"""

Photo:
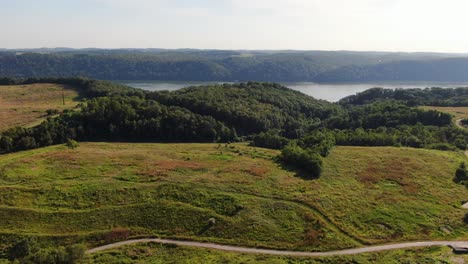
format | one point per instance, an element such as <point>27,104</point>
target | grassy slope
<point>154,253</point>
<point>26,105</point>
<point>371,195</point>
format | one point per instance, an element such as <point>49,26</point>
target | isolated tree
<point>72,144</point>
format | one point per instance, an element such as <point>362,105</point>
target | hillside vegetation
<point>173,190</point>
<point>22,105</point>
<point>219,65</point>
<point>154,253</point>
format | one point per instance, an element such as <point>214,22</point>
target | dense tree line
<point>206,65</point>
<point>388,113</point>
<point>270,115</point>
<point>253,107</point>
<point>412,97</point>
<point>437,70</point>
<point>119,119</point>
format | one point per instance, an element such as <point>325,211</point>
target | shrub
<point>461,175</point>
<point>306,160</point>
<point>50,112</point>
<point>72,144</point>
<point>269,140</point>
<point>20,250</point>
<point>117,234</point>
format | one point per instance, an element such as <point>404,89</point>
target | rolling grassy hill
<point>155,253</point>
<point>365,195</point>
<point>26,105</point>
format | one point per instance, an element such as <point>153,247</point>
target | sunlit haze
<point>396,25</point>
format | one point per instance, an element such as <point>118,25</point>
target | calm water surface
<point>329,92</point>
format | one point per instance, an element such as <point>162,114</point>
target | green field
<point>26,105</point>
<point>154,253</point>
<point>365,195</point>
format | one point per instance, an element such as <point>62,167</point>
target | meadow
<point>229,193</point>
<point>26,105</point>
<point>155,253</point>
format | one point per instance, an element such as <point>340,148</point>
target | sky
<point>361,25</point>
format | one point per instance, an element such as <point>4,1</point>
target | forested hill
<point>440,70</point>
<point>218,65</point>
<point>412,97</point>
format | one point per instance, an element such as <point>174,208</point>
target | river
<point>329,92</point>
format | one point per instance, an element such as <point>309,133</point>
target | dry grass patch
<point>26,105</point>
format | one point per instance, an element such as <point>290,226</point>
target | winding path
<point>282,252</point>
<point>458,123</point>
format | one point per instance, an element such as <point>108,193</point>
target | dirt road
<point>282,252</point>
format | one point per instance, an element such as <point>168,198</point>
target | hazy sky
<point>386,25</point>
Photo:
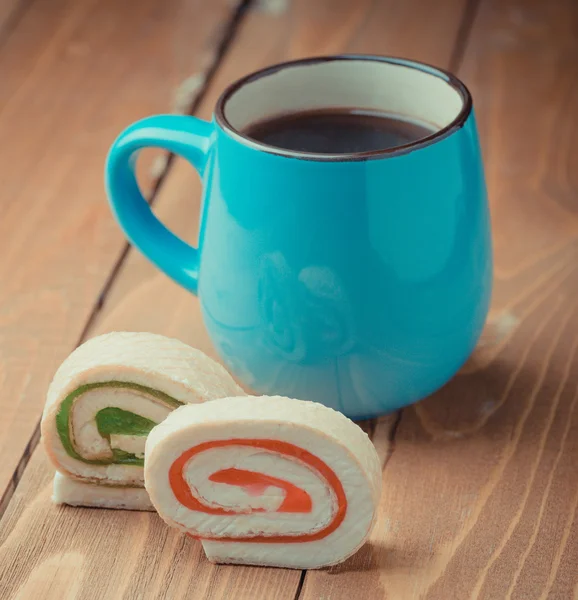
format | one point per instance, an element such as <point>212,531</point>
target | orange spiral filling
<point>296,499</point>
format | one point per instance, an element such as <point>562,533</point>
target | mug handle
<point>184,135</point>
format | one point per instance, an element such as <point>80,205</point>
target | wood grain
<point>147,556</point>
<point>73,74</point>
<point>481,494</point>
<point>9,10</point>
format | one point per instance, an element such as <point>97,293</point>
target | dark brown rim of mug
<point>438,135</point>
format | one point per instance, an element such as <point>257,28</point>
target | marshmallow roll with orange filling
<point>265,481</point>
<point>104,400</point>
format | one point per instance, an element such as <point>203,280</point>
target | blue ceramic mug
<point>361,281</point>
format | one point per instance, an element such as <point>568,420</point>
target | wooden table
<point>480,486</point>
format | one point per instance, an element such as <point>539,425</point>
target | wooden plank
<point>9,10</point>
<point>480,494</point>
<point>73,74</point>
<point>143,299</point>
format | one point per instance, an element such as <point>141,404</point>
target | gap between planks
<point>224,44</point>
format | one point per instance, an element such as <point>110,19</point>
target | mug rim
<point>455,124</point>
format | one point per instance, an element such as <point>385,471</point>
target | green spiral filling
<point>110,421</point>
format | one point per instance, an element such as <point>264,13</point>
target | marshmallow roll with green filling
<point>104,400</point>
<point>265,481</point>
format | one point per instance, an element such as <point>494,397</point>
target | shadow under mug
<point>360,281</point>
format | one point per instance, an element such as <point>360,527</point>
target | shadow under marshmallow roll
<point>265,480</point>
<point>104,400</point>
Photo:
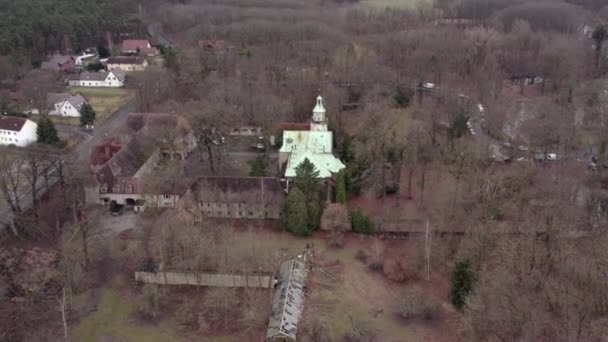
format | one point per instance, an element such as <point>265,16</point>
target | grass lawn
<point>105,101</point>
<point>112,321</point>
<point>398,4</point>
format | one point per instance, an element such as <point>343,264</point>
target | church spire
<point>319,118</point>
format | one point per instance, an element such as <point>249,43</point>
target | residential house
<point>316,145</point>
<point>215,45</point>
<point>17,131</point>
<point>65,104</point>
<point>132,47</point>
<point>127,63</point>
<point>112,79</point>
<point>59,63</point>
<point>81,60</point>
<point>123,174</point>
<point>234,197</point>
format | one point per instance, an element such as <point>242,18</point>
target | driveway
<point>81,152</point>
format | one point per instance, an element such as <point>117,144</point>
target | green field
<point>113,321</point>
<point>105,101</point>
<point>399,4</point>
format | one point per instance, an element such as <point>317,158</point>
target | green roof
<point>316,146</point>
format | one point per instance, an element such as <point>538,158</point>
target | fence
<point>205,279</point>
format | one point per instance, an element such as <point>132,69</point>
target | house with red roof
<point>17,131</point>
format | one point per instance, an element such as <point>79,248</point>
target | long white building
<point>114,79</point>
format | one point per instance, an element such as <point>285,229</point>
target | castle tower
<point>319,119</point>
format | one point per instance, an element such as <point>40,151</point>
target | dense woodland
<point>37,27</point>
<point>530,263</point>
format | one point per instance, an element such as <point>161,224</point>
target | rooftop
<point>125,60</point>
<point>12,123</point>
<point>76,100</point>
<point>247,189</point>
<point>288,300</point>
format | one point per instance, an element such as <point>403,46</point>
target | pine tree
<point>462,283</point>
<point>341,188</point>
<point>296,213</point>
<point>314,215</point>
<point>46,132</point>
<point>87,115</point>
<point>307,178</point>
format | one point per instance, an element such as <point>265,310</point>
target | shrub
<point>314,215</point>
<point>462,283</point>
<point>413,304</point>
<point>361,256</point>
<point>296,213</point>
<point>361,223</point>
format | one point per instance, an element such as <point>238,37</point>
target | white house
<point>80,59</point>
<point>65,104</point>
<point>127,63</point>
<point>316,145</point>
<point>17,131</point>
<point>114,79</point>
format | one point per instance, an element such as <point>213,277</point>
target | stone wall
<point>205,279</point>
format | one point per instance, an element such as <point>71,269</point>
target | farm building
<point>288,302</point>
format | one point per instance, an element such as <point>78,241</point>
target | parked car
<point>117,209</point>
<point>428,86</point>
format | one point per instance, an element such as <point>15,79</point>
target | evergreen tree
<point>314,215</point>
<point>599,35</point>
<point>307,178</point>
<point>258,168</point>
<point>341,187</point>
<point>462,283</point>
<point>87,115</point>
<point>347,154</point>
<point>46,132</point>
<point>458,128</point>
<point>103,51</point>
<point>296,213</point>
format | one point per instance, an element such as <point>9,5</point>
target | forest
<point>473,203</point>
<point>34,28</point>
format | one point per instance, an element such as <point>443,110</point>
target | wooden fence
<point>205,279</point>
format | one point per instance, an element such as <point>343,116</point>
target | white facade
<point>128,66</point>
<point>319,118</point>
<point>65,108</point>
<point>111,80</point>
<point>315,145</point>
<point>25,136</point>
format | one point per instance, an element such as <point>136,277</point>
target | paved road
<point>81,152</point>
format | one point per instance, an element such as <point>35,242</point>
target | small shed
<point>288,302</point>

"""

WRITTEN REQUEST:
Reproduce all of the items above word for word, but omit the pictures.

TASK RESPONSE:
Photo:
format | one point per instance, an element such as <point>27,104</point>
target | grassy slope
<point>154,253</point>
<point>26,105</point>
<point>371,195</point>
format | one point per instance, an element such as <point>49,26</point>
target | isolated tree
<point>72,144</point>
format | one point per instance, an element such as <point>362,105</point>
target | hillside vegetation
<point>173,190</point>
<point>22,105</point>
<point>219,65</point>
<point>154,253</point>
format | one point per instance, an element such as <point>214,22</point>
target | dense tree line
<point>206,65</point>
<point>388,113</point>
<point>270,115</point>
<point>253,107</point>
<point>412,97</point>
<point>437,70</point>
<point>119,119</point>
format | one point per instance, an element such as <point>325,211</point>
target | shrub
<point>461,175</point>
<point>306,160</point>
<point>50,112</point>
<point>72,144</point>
<point>269,140</point>
<point>20,250</point>
<point>117,234</point>
format | one point per instance, an element such as <point>404,89</point>
target | rolling grassy hill
<point>155,253</point>
<point>365,195</point>
<point>26,105</point>
format | one point per instance, an element such as <point>153,247</point>
target | sunlit haze
<point>396,25</point>
format | one point per instance, an element such as <point>118,25</point>
target | calm water surface
<point>329,92</point>
format | one point per instance, an element such as <point>162,114</point>
target | green field
<point>26,105</point>
<point>154,253</point>
<point>365,195</point>
format | one point per instance, an element such as <point>62,167</point>
target | meadow
<point>229,193</point>
<point>26,105</point>
<point>155,253</point>
format | one point per instance, an element such as <point>340,148</point>
target | sky
<point>361,25</point>
format | one point per instance, an element such as <point>4,1</point>
target | forested hill
<point>440,70</point>
<point>218,65</point>
<point>412,97</point>
format | one point per instance, an element such as <point>174,208</point>
target | river
<point>329,92</point>
format | one point per instance, an element such as <point>309,133</point>
target | dry grass patch
<point>26,105</point>
format | one point per instance, an element such as <point>290,226</point>
target | winding path
<point>282,252</point>
<point>458,123</point>
format | one point per instance, an element such as <point>108,193</point>
target | dirt road
<point>282,252</point>
format | one point per instance, an element such as <point>168,198</point>
target | hazy sky
<point>386,25</point>
Photo:
format | one point per instance, an element such as <point>212,531</point>
target | orange spiral filling
<point>296,499</point>
format | one point per instance, an element such as <point>562,533</point>
target | mug handle
<point>184,135</point>
format | one point per instance, an element such as <point>80,205</point>
target | wood grain
<point>147,556</point>
<point>73,74</point>
<point>481,494</point>
<point>9,10</point>
format | one point per instance, an element such as <point>97,293</point>
target | dark brown rim of mug
<point>438,135</point>
format | one point per instance, an element such as <point>257,28</point>
target | marshmallow roll with orange filling
<point>265,481</point>
<point>104,400</point>
format | one point per instance, an element such as <point>203,280</point>
target | blue ceramic mug
<point>361,281</point>
format | one point per instance, an element such as <point>568,420</point>
target | wooden table
<point>480,486</point>
format | one point per instance, an element such as <point>539,425</point>
target | wooden plank
<point>9,10</point>
<point>480,494</point>
<point>73,74</point>
<point>143,299</point>
format | one point per instance, an element such as <point>141,404</point>
target | gap between planks
<point>224,44</point>
format | one point per instance, an element such as <point>110,19</point>
target | mug rim
<point>455,124</point>
format | one point per instance, an element such as <point>385,471</point>
target | green spiral filling
<point>110,421</point>
format | one point per instance, an element such as <point>264,13</point>
target | marshmallow roll with green filling
<point>104,400</point>
<point>265,481</point>
format | one point per instance, an element such as <point>494,397</point>
target | shadow under mug
<point>360,281</point>
format | one point per instance, an element such as <point>360,527</point>
target | shadow under marshmallow roll
<point>265,480</point>
<point>104,400</point>
Photo:
format | one point per instance, an element such as <point>265,16</point>
target | grass lawn
<point>105,101</point>
<point>112,321</point>
<point>398,4</point>
format | one point per instance, an element such as <point>343,264</point>
target | church spire
<point>319,118</point>
format | one point per instance, an element such as <point>249,43</point>
target | residential house
<point>316,145</point>
<point>215,45</point>
<point>17,131</point>
<point>65,104</point>
<point>132,47</point>
<point>127,63</point>
<point>112,79</point>
<point>59,63</point>
<point>81,60</point>
<point>123,174</point>
<point>234,197</point>
format | one point per instance, an element such as <point>242,18</point>
target | driveway
<point>81,152</point>
format | one point per instance, an element such as <point>117,144</point>
target | green field
<point>113,321</point>
<point>105,101</point>
<point>399,4</point>
format | one point per instance, an element such as <point>317,158</point>
target | green roof
<point>316,146</point>
format | one point per instance, an element such as <point>538,158</point>
target | fence
<point>205,279</point>
format | one point per instance, an element such as <point>132,69</point>
target | house with red roof
<point>17,131</point>
format | one point per instance, an element such as <point>79,248</point>
target | long white building
<point>114,79</point>
format | one point per instance, an element such as <point>285,229</point>
target | castle tower
<point>319,119</point>
format | one point per instance, an element such as <point>40,151</point>
target | dense woodland
<point>37,27</point>
<point>530,263</point>
format | one point per instance, an element such as <point>161,224</point>
target | rooftop
<point>125,60</point>
<point>12,123</point>
<point>76,100</point>
<point>247,189</point>
<point>288,300</point>
format | one point per instance, an element such as <point>403,46</point>
target | pine tree
<point>462,283</point>
<point>341,188</point>
<point>296,213</point>
<point>314,215</point>
<point>46,132</point>
<point>87,115</point>
<point>307,178</point>
format | one point per instance, an element such as <point>265,310</point>
target | shrub
<point>314,215</point>
<point>462,283</point>
<point>413,304</point>
<point>361,256</point>
<point>296,213</point>
<point>361,223</point>
format | one point per instance, an element such as <point>238,37</point>
target | white house
<point>80,59</point>
<point>65,104</point>
<point>127,63</point>
<point>316,145</point>
<point>17,131</point>
<point>114,79</point>
format | one point per instance, an element such as <point>213,277</point>
target | stone wall
<point>205,279</point>
format | one point per instance, an element such as <point>71,269</point>
target | farm building
<point>288,302</point>
format | one point per instance, an element such as <point>78,241</point>
target | parked car
<point>117,209</point>
<point>428,86</point>
format | one point per instance, an element such as <point>15,79</point>
target | evergreen tree
<point>314,215</point>
<point>599,35</point>
<point>307,178</point>
<point>258,168</point>
<point>341,187</point>
<point>462,283</point>
<point>87,115</point>
<point>347,154</point>
<point>46,132</point>
<point>458,128</point>
<point>103,51</point>
<point>296,213</point>
format | one point per instance, an element such as <point>9,5</point>
target | forest
<point>473,203</point>
<point>34,28</point>
format | one point per instance, an element such as <point>443,110</point>
target | wooden fence
<point>205,279</point>
format | one point per instance, an element such as <point>343,116</point>
target | white facade
<point>128,66</point>
<point>319,118</point>
<point>65,108</point>
<point>111,80</point>
<point>315,145</point>
<point>25,136</point>
format | one point per instance, an element such as <point>136,277</point>
target | paved road
<point>81,152</point>
format | one point per instance, an element such as <point>35,242</point>
target | small shed
<point>288,302</point>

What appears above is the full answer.